▸ **Source passage**
--- START ---

The tides are a response of the mobile waters of the ocean to the pull of the moon and the more distant sun. In theory, there is a gravitational attraction between every drop of sea water and even the outermost star of the universe. In practice, however, the pull of the remote stars is so slight as to be obliterated in the vaster movements by which the ocean yields to the moon and the sun. Anyone who has lived near tide water knows that the moon, far more than the sun, controls the tides. He has noticed that, just as the moon rises later each day by fifty minutes, on the average, than the day before, so, in most places, the time of high tide is correspondingly later each day. And as the moon waxes and wanes in its monthly cycle, so the height of the tide varies. Twice each month, when the moon is a mere thread of silver in the sky, and again when it is full, we have the strongest tidal movements – the highest flood tides and the lowest ebb tides of the lunar month. These are called the spring tides. At these times sun, moon, and earth are directly in line and the pull of the two heavenly bodies is added together to bring the water high on the beaches, and send its surf leaping upward against the sea cliffs, and draw a brimming tide into the harbours so that the boats float high beside their wharfs. And twice each month, at the quarters of the moon, when sun, moon, and earth lie at the apexes of a triangle, and the pull of sun and moon are opposed, we have the moderate tidal movements called the neap tides.
Then the difference between high and low water is less than at any other time during the month.

That the sun, with a mass 27 million times that of the moon, should have less influence over the tides than a small satellite of the earth is at first surprising. But in the mechanics of the universe, nearness counts for more than distant mass, and when all the mathematical
calculations
have been made we find that the moon’s power over the tides is more than twice that of the sun …

If the history of the earth’s tides should one day be written by some observer of the universe, it would no doubt be said that they reached their greatest grandeur and power in the younger days of Earth, and that they slowly grew feebler and less imposing until one day they ceased to be. For the tides were not always as they are today, and as with all that is earthly, their days are numbered.

In the days when the earth was young, the coming in of the tide must have been a stupendous event. If the moon was formed by the tearing away of a part of the outer crust of the earth, it must have remained for a time very close to its parent. Its present position is the consequence of being pushed farther and farther away from the earth for some 2 billion years. When it was half its present distance from the earth, its power over the ocean tides was eight times as great as now, and the tidal range may even have been several hundred feet on certain shores. But when the earth was only a few million years old, assuming that the deep ocean basins were then formed, the sweep of the tides must have been beyond all comprehension. Twice each day, the fury of the incoming waters would inundate all the margins of the continents. The range of the surf must have been enormously extended by the reach of the tides, so that the waves would batter the crests of high cliffs and sweep inland to erode the continents. The fury of such tides would contribute not a little to the general bleakness and grimness and uninhabitability of the young earth.

Under such conditions, no living thing could exist on the shores or pass beyond them, and, had conditions not changed, it is reasonable to suppose that life would have evolved no further than the fishes. But over the millions of years the moon has receded, driven away by the friction of the tides it creates. The very movement of the water over the bed of the ocean, over the shallow edges of the continents, and over the inland seas carries within itself the power that is slowly destroying the tides, for tidal friction is gradually slowing down the rotation of
the earth. In those early days we have spoken of, it took the earth a much shorter time – perhaps only about four hours – to make a complete rotation on its axis. Since then, the spinning of the globe has been so greatly slowed that a rotation now requires, as everyone knows, about 24 hours. This retarding will continue according to mathematicians, until the day is about 50 times as long as it is now.

--- END ---

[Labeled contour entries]
--- START ---

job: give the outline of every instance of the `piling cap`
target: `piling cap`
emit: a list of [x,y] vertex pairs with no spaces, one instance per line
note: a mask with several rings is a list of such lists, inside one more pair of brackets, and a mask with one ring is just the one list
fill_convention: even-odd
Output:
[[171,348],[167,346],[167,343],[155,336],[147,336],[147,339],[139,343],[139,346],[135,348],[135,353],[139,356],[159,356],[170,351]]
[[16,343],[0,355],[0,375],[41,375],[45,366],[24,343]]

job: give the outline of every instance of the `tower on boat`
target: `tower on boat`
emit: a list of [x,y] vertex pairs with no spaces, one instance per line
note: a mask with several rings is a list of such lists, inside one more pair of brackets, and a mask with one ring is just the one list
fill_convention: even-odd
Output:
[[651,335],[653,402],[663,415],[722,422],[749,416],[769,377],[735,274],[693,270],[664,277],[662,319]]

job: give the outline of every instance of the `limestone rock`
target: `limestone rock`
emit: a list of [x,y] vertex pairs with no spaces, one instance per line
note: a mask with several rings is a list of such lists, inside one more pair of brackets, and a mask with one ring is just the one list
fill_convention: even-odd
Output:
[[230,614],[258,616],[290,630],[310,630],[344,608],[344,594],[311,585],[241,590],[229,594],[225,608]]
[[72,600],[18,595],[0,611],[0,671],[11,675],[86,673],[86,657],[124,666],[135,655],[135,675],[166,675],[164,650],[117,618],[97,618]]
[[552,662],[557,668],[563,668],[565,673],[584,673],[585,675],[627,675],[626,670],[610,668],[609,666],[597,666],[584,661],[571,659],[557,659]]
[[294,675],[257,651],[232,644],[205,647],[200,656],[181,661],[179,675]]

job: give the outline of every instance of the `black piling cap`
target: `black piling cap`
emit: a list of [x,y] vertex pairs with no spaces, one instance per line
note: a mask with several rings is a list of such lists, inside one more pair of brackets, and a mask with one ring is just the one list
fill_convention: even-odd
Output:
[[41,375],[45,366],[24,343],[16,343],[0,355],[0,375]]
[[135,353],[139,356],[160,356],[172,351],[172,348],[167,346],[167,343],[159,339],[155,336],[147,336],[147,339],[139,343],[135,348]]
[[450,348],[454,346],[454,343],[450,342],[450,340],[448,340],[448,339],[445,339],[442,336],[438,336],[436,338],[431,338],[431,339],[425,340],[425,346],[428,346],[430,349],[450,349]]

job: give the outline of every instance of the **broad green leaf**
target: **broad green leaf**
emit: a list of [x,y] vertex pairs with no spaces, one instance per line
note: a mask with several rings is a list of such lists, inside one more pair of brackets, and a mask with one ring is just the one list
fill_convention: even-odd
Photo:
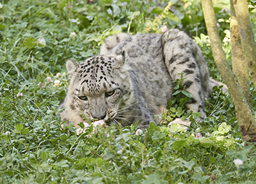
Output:
[[40,158],[41,158],[43,161],[46,161],[47,159],[48,158],[48,154],[47,154],[45,151],[43,151],[42,152],[41,152]]
[[33,49],[38,45],[38,42],[35,38],[27,38],[23,40],[23,46],[28,49]]
[[186,167],[189,171],[191,171],[193,168],[193,166],[195,165],[195,161],[193,160],[191,160],[188,162],[187,162],[184,166]]
[[176,141],[174,142],[172,146],[174,151],[178,151],[186,144],[186,140]]
[[112,0],[100,0],[102,6],[111,6],[112,4]]
[[178,17],[176,17],[174,14],[169,12],[168,14],[166,14],[165,15],[166,18],[172,20],[172,21],[176,21],[176,22],[178,22],[180,21],[179,18]]
[[154,8],[151,12],[152,13],[160,15],[163,11],[164,11],[164,10],[160,8]]
[[176,91],[175,91],[174,93],[171,94],[171,96],[175,96],[176,94],[178,94],[180,93],[181,93],[183,91],[180,91],[180,90],[177,90]]
[[214,146],[214,142],[211,139],[210,139],[210,138],[208,138],[208,137],[203,137],[199,139],[199,142],[201,144],[201,145],[205,147]]

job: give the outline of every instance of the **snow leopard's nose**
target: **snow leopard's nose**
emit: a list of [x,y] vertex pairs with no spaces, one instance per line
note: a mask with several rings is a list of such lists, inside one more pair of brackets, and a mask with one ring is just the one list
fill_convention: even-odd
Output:
[[97,119],[97,120],[104,120],[106,117],[107,113],[106,112],[105,112],[104,113],[102,114],[97,114],[97,115],[92,115],[92,117],[93,119]]

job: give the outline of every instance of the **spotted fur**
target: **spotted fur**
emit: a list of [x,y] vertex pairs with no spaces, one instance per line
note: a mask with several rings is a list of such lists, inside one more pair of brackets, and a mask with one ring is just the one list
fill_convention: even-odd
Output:
[[172,81],[181,72],[186,90],[193,96],[187,107],[205,118],[204,99],[215,85],[201,50],[177,29],[163,35],[110,36],[100,55],[80,64],[68,59],[66,67],[70,84],[61,117],[75,125],[85,122],[82,113],[123,126],[139,121],[146,128],[162,113],[173,93]]

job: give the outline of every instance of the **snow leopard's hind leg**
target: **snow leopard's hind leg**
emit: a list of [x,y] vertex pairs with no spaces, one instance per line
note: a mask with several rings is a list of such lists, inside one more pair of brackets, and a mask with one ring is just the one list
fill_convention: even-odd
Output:
[[208,95],[209,74],[201,50],[185,33],[177,29],[166,32],[162,44],[171,80],[180,79],[183,72],[185,89],[192,94],[192,102],[186,105],[188,111],[201,112],[201,117],[205,118],[204,99]]

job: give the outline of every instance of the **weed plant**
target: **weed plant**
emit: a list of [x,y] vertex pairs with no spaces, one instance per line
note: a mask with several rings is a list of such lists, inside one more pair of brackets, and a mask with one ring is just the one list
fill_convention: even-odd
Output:
[[[213,1],[230,58],[224,31],[229,1]],[[178,28],[193,37],[211,76],[221,80],[199,1],[171,2],[157,30],[163,25]],[[255,148],[245,146],[232,98],[217,87],[206,101],[207,118],[196,120],[188,129],[151,123],[140,130],[134,124],[97,127],[94,133],[90,127],[78,135],[72,125],[60,128],[58,113],[63,110],[58,107],[68,84],[66,60],[81,62],[99,53],[104,38],[115,33],[147,33],[146,23],[163,13],[167,1],[0,3],[1,183],[255,183]],[[252,16],[253,28],[254,21]]]

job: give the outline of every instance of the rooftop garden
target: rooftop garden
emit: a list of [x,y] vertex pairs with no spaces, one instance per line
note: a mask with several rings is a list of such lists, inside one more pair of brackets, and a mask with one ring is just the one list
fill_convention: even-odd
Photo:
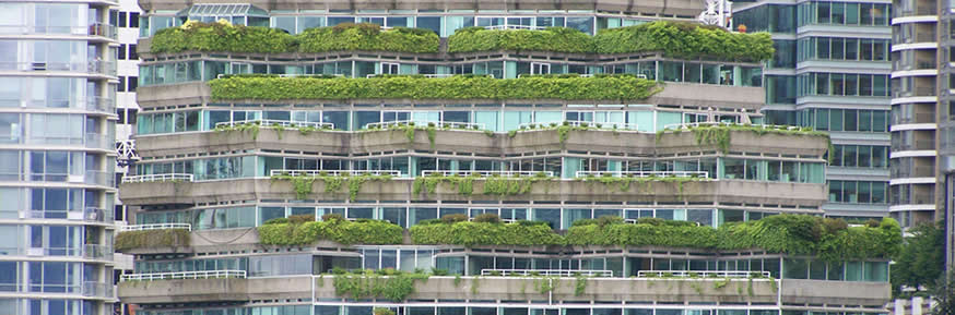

--- END ---

▸ **To be done**
Write out the passage on tides word for word, starting at "Then the difference" and ending at "days are numbered.". None of the material is needed.

▸ **Final result**
Then the difference between high and low water is less than at any other time during the month.

That the sun, with a mass 27 million times that of the moon, should have less influence over the tides than a small satellite of the earth is at first surprising. But in the mechanics of the universe, nearness counts for more than distant mass, and when all the mathematical
calculations
have been made we find that the moon’s power over the tides is more than twice that of the sun …

If the history of the earth’s tides should one day be written by some observer of the universe, it would no doubt be said that they reached their greatest grandeur and power in the younger days of Earth, and that they slowly grew feebler and less imposing until one day they ceased to be. For the tides were not always as they are today, and as with all that is earthly, their days are numbered.